▶ **Exercise directions**
Leave out the images and repeat the listing below without a single change.

▶ **Supplied records**
◆ ◆ ◆ ◆ ◆

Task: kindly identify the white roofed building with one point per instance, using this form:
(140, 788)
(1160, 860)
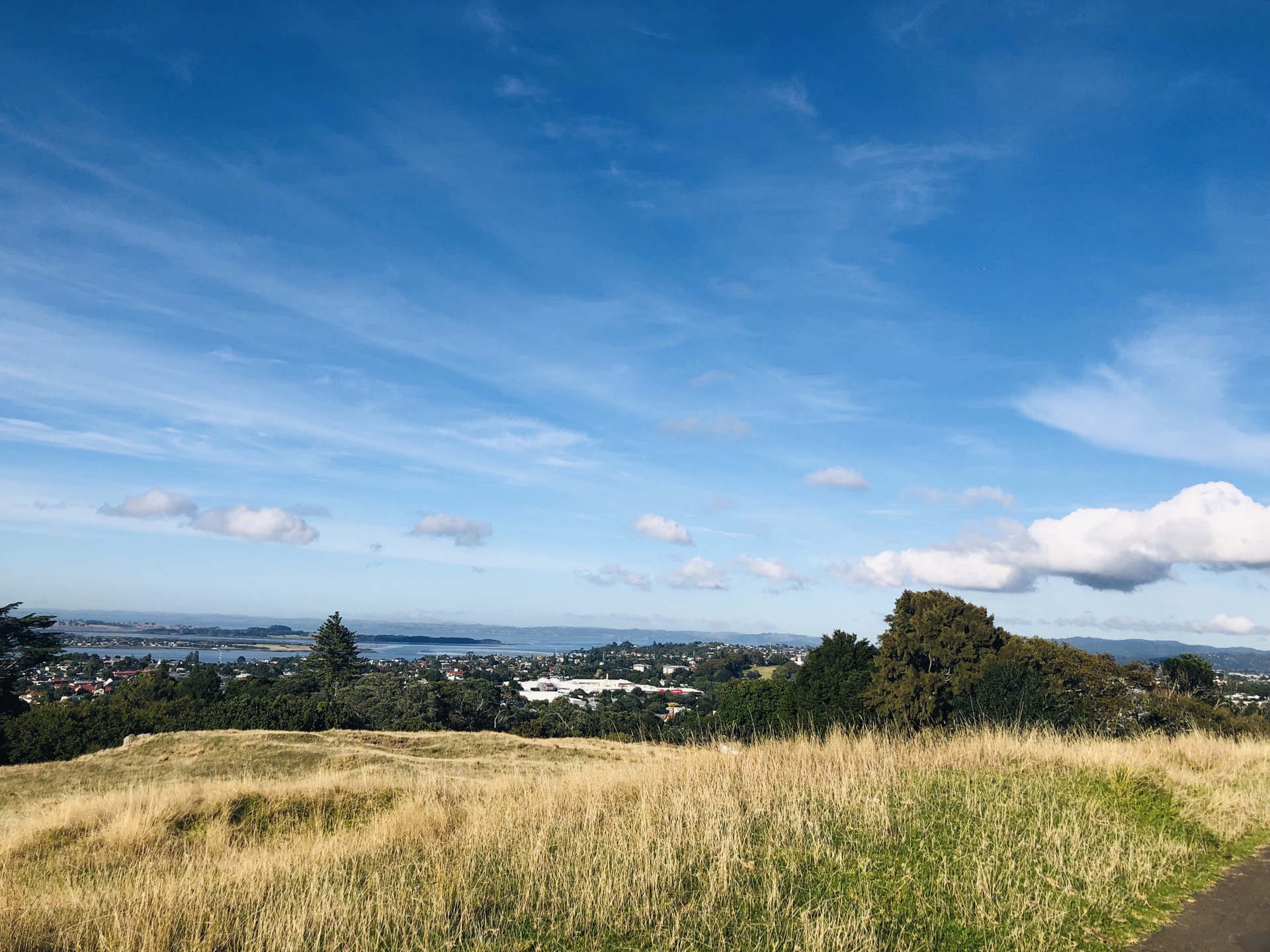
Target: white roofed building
(552, 688)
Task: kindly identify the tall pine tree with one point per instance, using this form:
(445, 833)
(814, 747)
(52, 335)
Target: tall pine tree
(334, 659)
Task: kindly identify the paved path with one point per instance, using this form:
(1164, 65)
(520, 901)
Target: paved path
(1232, 917)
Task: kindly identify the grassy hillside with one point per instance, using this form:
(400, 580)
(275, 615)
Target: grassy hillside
(359, 841)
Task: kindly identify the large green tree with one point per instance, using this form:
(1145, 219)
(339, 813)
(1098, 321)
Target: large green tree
(334, 659)
(934, 651)
(26, 643)
(829, 688)
(1189, 674)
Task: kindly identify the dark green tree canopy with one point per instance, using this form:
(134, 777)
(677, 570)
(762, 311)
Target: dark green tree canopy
(26, 643)
(829, 688)
(334, 659)
(1189, 674)
(935, 651)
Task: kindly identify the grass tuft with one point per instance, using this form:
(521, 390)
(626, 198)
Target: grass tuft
(270, 842)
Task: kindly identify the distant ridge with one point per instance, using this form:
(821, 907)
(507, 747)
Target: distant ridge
(1234, 659)
(374, 631)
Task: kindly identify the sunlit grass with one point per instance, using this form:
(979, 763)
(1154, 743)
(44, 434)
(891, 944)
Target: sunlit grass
(990, 841)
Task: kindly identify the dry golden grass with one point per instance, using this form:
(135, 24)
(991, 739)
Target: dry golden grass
(349, 841)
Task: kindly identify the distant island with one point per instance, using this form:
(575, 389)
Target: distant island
(425, 640)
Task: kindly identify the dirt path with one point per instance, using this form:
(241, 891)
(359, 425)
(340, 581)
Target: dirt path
(1232, 917)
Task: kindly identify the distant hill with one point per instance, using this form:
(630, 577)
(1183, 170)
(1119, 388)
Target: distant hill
(1231, 659)
(548, 637)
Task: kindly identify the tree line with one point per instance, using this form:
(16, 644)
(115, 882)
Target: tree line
(941, 663)
(944, 662)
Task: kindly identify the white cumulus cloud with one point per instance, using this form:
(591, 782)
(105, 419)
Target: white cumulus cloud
(837, 477)
(662, 530)
(771, 569)
(611, 574)
(723, 427)
(464, 532)
(1213, 524)
(698, 573)
(267, 524)
(151, 504)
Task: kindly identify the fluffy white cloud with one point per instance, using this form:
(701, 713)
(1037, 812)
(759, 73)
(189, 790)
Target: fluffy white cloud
(267, 524)
(662, 530)
(698, 573)
(153, 504)
(723, 427)
(771, 569)
(837, 477)
(1212, 524)
(464, 532)
(611, 574)
(967, 498)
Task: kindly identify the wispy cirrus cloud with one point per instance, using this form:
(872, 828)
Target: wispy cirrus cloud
(792, 95)
(1164, 395)
(613, 574)
(723, 427)
(773, 571)
(966, 498)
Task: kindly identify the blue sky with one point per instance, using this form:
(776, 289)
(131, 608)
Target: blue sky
(733, 317)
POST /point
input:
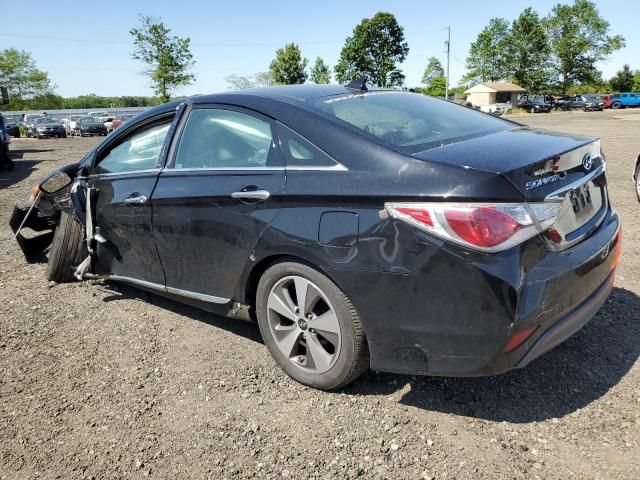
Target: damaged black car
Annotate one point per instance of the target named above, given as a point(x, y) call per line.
point(362, 228)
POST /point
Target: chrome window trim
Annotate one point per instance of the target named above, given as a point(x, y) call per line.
point(130, 172)
point(333, 168)
point(163, 288)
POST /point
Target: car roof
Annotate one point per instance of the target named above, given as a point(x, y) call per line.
point(285, 93)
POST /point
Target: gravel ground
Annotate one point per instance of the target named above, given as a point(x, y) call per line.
point(99, 380)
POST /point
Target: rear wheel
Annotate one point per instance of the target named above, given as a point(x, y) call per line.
point(310, 327)
point(66, 249)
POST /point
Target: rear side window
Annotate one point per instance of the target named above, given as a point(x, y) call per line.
point(299, 152)
point(409, 121)
point(216, 138)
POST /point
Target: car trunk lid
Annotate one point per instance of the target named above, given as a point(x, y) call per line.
point(545, 167)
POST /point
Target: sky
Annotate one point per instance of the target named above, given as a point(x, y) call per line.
point(86, 46)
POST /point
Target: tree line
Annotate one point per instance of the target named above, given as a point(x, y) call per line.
point(556, 53)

◆ ◆ ◆ ◆ ◆

▶ **Task solution**
Task: kindly identify the white roofed building with one point per instance, using this form:
(140, 788)
(1160, 860)
Target: white roofed building
(552, 688)
Task: kindly identify the tall pine tree with one point per instance, using this form:
(445, 833)
(814, 747)
(52, 335)
Target: tall pine tree
(334, 659)
Task: kindly identify the paved path with one point per instance, using this form:
(1164, 65)
(520, 901)
Target: paved path
(1232, 917)
Task: kindly identify the grassy hillside with one point per instance, using this form:
(400, 580)
(275, 615)
Target: grassy hillside
(359, 841)
Task: kindly identify the large green tree with one point per instance, using this form:
(1145, 219)
(339, 813)
(1098, 321)
Target: large green tree
(334, 659)
(934, 651)
(26, 643)
(829, 688)
(1189, 674)
Task: kindly identify the dark green tree canopy with one point per instance, using this form:
(134, 777)
(677, 570)
(762, 311)
Target: dark green tree canopy
(26, 643)
(829, 688)
(334, 659)
(1189, 674)
(935, 651)
Task: kindly identify the grass tuft with one point per instance, using this form:
(521, 390)
(626, 198)
Target: grass tuft
(270, 842)
Task: kindly identify the distant ridge with one point per instance, using this form:
(821, 907)
(507, 747)
Target: distant ridge
(1234, 659)
(374, 631)
Task: kindly identify the sunlit grass with one point per instance, using this form:
(979, 763)
(1154, 743)
(44, 434)
(891, 944)
Target: sunlit grass
(990, 841)
Task: kindly identify the dry golden grass with one point per instance, using this form:
(135, 24)
(991, 739)
Target: dry golden grass
(349, 841)
Task: kindly identify the distant island with one point per instance, using this form:
(575, 389)
Target: distant island
(425, 640)
Task: kindly identify the dirt path with one point per instance, using this form:
(241, 891)
(359, 425)
(340, 581)
Target: dirt path
(1232, 917)
Task: kindly identify the distant hill with one point per instance, using this form:
(630, 577)
(1183, 170)
(1119, 388)
Target: distant hill
(1231, 659)
(548, 637)
Task: kindly identify the tree line with one point per instance, using this form:
(16, 644)
(115, 882)
Target: tree line
(941, 663)
(944, 662)
Task: kindly identify the white cumulus cloud with one point per instance, using this form:
(591, 782)
(105, 419)
Target: white cumulus cloud
(837, 477)
(662, 530)
(771, 569)
(611, 574)
(723, 427)
(464, 532)
(1213, 524)
(698, 573)
(267, 524)
(151, 504)
Task: kindly identify the fluffy white cloud with one point per instance, using this form:
(701, 713)
(1037, 812)
(759, 73)
(189, 790)
Target: fluffy white cloud
(267, 524)
(662, 530)
(698, 573)
(153, 504)
(723, 427)
(771, 569)
(837, 477)
(1212, 524)
(464, 532)
(611, 574)
(967, 498)
Task: kindly identify the wispy cirrus cloud with one point per instance, using this form:
(872, 828)
Target: wispy cirrus cloud
(792, 95)
(1164, 395)
(613, 574)
(723, 427)
(773, 571)
(966, 498)
Task: kindly identify the blue sky with one point per instance, using this form:
(776, 289)
(131, 608)
Target: blue sky
(733, 317)
POST /point
input:
Target: damaged black car
Annotate one point per instance of the target named above, given as a point(x, y) call per line.
point(362, 228)
POST /point
Target: chrome window trim
Annotate one point per instance of the target named above, given as a point(x, y) call per line.
point(130, 172)
point(333, 168)
point(163, 288)
POST /point
Target: car roof
Annotate one point per instance of the target named above, given as a point(x, y) call per line.
point(285, 93)
POST /point
Target: gravel ground
Annotate one point per instance of the target named above, given as a point(x, y) call per line.
point(99, 380)
POST /point
Target: rear wheel
Annotate one point per instance of the target named above, given as a point(x, y) call per line.
point(310, 327)
point(66, 249)
POST /point
Target: rear side window
Annotate one point per instance of the target named above, given as a point(x, y) call per line.
point(299, 152)
point(409, 121)
point(216, 138)
POST /point
Target: car trunk lid
Annotate one point per instance of the target named above, given as a point(x, y) call per line.
point(545, 167)
POST /point
Target: sky
Annotate one point per instance of the target named above, given as a point(x, y) call per line.
point(86, 46)
POST /point
Target: tree line
Annotate one point per instance of the target named above, given as a point(x, y) call per line.
point(556, 53)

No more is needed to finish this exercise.